▶ **Activity**
Search the records below for the string "exterior" and report only the number of lines that contain it.

▶ **Given data**

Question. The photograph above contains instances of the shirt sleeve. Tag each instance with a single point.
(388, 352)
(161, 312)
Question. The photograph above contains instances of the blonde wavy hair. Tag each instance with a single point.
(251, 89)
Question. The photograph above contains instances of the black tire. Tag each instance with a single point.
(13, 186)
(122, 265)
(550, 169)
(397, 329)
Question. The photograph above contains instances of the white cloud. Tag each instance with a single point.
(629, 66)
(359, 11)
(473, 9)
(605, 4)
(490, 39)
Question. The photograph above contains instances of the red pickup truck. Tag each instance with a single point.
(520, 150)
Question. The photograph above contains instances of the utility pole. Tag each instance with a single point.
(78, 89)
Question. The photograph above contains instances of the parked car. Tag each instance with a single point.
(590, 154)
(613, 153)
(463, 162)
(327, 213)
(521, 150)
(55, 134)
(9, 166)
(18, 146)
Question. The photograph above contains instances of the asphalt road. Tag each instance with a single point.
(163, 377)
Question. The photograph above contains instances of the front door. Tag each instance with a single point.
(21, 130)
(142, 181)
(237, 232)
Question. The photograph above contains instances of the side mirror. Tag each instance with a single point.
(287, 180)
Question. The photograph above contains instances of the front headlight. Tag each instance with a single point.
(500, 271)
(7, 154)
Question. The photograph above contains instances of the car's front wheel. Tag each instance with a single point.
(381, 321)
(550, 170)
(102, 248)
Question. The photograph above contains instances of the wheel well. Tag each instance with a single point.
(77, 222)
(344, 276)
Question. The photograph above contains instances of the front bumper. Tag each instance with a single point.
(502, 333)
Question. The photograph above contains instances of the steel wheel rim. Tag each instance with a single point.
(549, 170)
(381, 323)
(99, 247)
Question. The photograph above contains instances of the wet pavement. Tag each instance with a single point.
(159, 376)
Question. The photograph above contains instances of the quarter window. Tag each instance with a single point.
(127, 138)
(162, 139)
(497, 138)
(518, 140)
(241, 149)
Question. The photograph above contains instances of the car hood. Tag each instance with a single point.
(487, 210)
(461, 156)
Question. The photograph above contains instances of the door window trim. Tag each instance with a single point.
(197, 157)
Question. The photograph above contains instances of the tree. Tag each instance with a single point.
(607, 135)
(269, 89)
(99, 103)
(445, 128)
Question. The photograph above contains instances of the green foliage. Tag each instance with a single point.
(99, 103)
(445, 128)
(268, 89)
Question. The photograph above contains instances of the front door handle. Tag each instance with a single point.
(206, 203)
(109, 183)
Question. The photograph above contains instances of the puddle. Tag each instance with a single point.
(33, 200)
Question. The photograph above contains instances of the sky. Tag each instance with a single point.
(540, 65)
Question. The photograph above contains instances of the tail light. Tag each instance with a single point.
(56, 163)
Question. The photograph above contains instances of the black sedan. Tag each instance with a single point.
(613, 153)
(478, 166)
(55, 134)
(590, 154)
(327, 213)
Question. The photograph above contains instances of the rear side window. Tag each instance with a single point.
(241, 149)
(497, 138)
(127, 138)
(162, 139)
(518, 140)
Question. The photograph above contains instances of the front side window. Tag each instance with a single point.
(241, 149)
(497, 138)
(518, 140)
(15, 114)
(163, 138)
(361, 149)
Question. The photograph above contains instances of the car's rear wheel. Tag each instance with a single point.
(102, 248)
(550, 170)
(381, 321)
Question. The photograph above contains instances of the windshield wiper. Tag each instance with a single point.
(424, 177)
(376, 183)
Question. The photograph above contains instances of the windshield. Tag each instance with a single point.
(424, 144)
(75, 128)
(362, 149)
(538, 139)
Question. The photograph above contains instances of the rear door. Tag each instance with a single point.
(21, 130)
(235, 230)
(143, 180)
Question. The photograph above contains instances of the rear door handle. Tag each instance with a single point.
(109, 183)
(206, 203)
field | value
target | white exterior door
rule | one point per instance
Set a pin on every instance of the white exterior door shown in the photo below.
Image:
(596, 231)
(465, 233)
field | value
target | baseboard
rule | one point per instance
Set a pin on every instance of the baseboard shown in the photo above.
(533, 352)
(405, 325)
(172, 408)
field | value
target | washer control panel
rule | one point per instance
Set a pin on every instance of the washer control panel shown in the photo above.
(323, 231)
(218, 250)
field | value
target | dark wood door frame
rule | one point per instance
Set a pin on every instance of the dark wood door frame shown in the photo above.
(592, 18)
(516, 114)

▶ **Exercise response**
2